* [Description of the task] Your reply should hold the line containing "Target: red petal" and every later line of the records, reproduced exactly, and no other lines.

(Dataset entries)
──────

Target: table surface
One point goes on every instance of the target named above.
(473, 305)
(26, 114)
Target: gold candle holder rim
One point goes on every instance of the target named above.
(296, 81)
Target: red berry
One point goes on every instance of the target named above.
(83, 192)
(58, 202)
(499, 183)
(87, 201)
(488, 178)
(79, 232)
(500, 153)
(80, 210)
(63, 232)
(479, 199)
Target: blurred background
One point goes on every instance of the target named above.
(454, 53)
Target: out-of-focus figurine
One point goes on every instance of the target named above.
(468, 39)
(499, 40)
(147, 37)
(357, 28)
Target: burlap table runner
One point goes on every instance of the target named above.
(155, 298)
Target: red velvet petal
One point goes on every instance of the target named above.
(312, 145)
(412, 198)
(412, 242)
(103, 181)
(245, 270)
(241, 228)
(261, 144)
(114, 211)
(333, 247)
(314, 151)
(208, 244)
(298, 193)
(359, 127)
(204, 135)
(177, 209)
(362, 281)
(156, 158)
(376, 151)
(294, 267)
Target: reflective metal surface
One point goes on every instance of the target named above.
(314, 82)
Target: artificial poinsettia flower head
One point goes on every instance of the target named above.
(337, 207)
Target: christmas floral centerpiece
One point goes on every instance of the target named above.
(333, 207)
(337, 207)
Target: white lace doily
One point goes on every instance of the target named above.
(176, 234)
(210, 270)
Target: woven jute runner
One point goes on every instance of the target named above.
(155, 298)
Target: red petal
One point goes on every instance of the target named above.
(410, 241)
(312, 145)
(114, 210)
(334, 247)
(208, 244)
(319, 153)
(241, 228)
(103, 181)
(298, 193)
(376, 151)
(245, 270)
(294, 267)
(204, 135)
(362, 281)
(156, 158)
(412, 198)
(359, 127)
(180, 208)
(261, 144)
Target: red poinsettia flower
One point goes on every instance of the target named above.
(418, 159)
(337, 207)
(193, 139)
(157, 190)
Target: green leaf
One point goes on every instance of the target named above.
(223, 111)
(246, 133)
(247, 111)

──────

* [Result]
Target: red petal
One point goes on every instance of the target named above.
(410, 241)
(312, 145)
(114, 210)
(334, 247)
(208, 244)
(319, 153)
(241, 228)
(103, 181)
(298, 193)
(376, 151)
(245, 270)
(294, 267)
(204, 135)
(362, 281)
(156, 158)
(412, 198)
(359, 127)
(180, 208)
(261, 144)
Target: red poinsettia flower
One point goes on every instance of the target named above.
(418, 159)
(337, 207)
(193, 139)
(157, 190)
Target: green leaf
One point goes on every instance of the target named above.
(223, 111)
(246, 133)
(247, 111)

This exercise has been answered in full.